■ EXERCISE AIM:
Continue the forum thread about running a processor without its fan, starting after its final post.

# How long can a processor last without the fan.



## willmon18 (Apr 22, 2006)

I have this computer that has a broken processor fan but the heatsink is still there. I was wondering how long it would last without burning out and the computer no longer working. I remember of this very old computer I had that didn't have a heatsink or a fan on it. Eventually I put a small processor fan on the processor without a heatsink and the computer worked for the longest time it never died on me either except the computer seemed slow at times well what can you expect with a little less than 500MHz. But anyways even though it never died I got a new computer and I trashed that one. But I am wondering how long a computer can work with just the heatsink. It has a BIOS temp thing and it told me that the CPU was getting over 100 degrees farenhiet when I turned off my fan that I put right next to it and I don't mean a processor fan I mean a fan people use to keep cool. But when I had that fan on it stayed below 90 degrees farenheit. How long can it last with the heatsink with the computer closed up and running for a full day.


----------



## ebackhus (Apr 21, 2005)

Without a fan you at LEAST need a heat sink on there. I've seen P3's at 550Mhz with just a sink perform fine over long periods of time.

FYI: Most cooling fans are 60mm if you need a replacement. I think the smaller ones come in at 40mm.


----------



## kev1952 (Dec 2, 2006)

Simple answer - no. The CPU will overheat in minutes (maybe even seconds depending on how good a thermal connection you have with the heatsink). You may get lucky and have the CPU shutdown when overheating but the more likely outcome would be a fried CPU. *NEVER* run a CPU without a proper (and working) heatsink and fan!!


----------



## willmon18 (Apr 22, 2006)

So I can't run a 733MHz processor just with the heatsink. I have had a processor without a heatsink and just a little processor fan hovering over it cooling it off and it ran all day. The computer may of slowed down at times but it worked fine. I tried pulling the processor fan out when I turned of the computer and it was burning hot but still working great. I put that processor fan in the ice box and put it back in the pc in a couple of hours and it still worked great and it never went out on me at all.


----------



## kev1952 (Dec 2, 2006)

This is your first mention of a 733mhz CPU - but I still stand by my original reply here. As it shipped with a CPU fan then it will need one (manufacturers don't do anything for no reason). It will probably run for a while without the fan but will eventually fry.


----------



## willmon18 (Apr 22, 2006)

Well can you suggest somewhere I can get one cheap it is a socket 370 if it will make some difference. And it is for the school.

■ ENTRIES PROVIDED:

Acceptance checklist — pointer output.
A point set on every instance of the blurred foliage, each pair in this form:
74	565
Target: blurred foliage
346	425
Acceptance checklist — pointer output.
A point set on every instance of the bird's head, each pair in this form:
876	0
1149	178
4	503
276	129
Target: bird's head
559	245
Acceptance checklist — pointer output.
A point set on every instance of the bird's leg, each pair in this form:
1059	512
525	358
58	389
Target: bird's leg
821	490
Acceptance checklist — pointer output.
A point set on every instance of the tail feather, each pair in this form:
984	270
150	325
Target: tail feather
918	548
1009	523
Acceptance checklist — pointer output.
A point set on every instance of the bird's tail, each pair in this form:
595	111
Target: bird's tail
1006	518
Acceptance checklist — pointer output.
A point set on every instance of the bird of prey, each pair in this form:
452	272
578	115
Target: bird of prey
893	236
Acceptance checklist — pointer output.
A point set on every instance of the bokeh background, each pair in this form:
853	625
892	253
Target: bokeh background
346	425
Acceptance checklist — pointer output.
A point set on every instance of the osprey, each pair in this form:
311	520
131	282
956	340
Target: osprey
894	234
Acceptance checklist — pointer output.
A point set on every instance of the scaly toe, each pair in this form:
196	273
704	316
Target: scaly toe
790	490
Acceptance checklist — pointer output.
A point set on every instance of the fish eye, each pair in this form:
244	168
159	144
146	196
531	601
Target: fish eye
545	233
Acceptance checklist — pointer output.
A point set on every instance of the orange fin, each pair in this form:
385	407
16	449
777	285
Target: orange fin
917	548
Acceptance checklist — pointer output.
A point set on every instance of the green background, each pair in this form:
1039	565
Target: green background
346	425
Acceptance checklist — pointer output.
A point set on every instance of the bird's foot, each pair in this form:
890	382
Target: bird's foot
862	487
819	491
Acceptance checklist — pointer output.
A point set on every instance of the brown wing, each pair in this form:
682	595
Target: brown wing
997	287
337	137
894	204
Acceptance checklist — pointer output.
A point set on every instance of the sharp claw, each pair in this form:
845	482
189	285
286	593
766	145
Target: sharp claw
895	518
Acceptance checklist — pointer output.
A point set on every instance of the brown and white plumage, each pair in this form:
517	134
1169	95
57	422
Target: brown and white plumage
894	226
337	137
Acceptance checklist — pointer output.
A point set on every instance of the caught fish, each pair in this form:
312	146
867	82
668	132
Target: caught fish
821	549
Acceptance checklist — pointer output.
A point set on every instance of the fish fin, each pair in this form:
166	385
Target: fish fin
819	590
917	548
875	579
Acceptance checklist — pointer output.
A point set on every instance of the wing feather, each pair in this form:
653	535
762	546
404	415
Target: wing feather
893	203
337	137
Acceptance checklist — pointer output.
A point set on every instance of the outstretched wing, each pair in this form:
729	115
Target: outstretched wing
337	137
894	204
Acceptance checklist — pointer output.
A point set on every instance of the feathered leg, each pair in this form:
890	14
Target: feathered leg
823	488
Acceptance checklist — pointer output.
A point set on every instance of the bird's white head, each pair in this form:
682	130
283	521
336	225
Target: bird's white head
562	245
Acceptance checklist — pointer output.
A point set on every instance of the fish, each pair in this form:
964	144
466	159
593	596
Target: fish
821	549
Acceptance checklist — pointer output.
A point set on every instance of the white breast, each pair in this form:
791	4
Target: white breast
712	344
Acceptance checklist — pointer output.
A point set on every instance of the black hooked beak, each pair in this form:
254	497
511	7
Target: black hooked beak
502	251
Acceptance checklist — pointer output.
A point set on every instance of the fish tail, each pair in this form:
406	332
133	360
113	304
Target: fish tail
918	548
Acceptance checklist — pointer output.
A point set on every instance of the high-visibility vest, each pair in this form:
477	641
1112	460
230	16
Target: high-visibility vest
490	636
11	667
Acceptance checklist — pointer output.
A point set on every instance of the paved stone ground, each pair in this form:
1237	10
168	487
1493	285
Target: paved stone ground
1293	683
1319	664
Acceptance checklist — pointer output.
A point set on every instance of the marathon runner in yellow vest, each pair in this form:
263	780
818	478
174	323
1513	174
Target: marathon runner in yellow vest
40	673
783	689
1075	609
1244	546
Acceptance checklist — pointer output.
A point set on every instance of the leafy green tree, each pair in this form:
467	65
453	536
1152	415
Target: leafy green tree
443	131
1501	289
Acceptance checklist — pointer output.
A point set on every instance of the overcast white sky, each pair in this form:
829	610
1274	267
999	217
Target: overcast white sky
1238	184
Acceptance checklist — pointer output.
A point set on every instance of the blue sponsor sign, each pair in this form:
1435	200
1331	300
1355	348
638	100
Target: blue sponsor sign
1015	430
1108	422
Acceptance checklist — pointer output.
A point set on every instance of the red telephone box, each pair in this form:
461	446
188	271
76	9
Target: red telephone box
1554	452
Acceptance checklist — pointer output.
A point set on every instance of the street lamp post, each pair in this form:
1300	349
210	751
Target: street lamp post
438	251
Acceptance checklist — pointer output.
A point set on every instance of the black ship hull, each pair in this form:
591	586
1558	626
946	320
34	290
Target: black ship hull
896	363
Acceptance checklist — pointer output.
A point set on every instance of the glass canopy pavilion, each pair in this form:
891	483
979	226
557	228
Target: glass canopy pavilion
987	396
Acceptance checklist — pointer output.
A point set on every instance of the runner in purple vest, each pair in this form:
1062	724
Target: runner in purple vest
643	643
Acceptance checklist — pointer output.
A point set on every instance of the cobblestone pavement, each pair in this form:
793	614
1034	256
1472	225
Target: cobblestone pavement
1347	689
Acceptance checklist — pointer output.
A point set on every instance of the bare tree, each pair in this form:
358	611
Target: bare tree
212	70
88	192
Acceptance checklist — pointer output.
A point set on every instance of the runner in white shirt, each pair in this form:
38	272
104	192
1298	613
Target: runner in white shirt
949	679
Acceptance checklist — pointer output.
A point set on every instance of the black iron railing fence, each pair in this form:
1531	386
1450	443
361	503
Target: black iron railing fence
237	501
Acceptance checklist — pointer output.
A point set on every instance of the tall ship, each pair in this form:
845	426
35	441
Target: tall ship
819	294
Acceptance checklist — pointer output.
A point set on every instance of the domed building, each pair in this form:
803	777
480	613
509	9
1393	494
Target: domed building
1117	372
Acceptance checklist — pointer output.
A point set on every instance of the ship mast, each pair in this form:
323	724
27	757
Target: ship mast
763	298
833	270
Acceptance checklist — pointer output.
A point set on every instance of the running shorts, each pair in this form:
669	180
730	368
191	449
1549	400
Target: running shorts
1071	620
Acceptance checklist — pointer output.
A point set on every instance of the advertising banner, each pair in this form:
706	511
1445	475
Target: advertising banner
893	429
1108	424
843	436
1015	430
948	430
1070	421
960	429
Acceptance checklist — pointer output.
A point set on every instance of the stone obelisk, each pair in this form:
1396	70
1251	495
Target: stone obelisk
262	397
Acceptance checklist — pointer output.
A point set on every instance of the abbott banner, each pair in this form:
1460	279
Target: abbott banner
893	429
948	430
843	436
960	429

■ SOLVED PROBLEM:
----------



## 8210GUY (Aug 29, 2006)

I would say if you are prepared to bin it, and maybe more (worst case scenario which could be an electrical fire) then fine, BUT, as mentioned running without is suicide TBH, always assume the worst and you rarely go wrong, and given a fan probably costs a few penny's it seems crazy to not get one IMHO.


----------



## kev1952 (Dec 2, 2006)

willmon18 said:


> Well can you suggest somewhere I can get one cheap it is a socket 370 if it will make some difference. And it is for the school.


You *should* be able to get a replacement at any good computer shop - just take the dud one with you. If that gives no joy then ask your friendly local computer repairer if he/she has a secondhand one that works.


----------



## willmon18 (Apr 22, 2006)

Well my computer teacher is crazy he is saving all the grant money he can so he can install fiber optics thoughout the whole school which is a small school and has a ag building that already has it but is being shared through out the school. He says that he is going to do this so he can get a 1000 MB connection for each computer. Is this true if you run fiber optics everywhere in the school?


----------



## kev1952 (Dec 2, 2006)

Probably - but where are we going with this thread? Are we fixing your modem problems or is this all about something else?


----------



## willmon18 (Apr 22, 2006)

Just telling you about my greedy computer teacher. He is really stuck up and might be pulling too many strings if you know what I mean.


----------



## BeastlyKings (Nov 13, 2006)

OK, this is completly hypothetical but, how long would a 3ghz CPU that has been overclocked to 3.5 - 4.0Ghz last WITHOUT a heatsink or fan?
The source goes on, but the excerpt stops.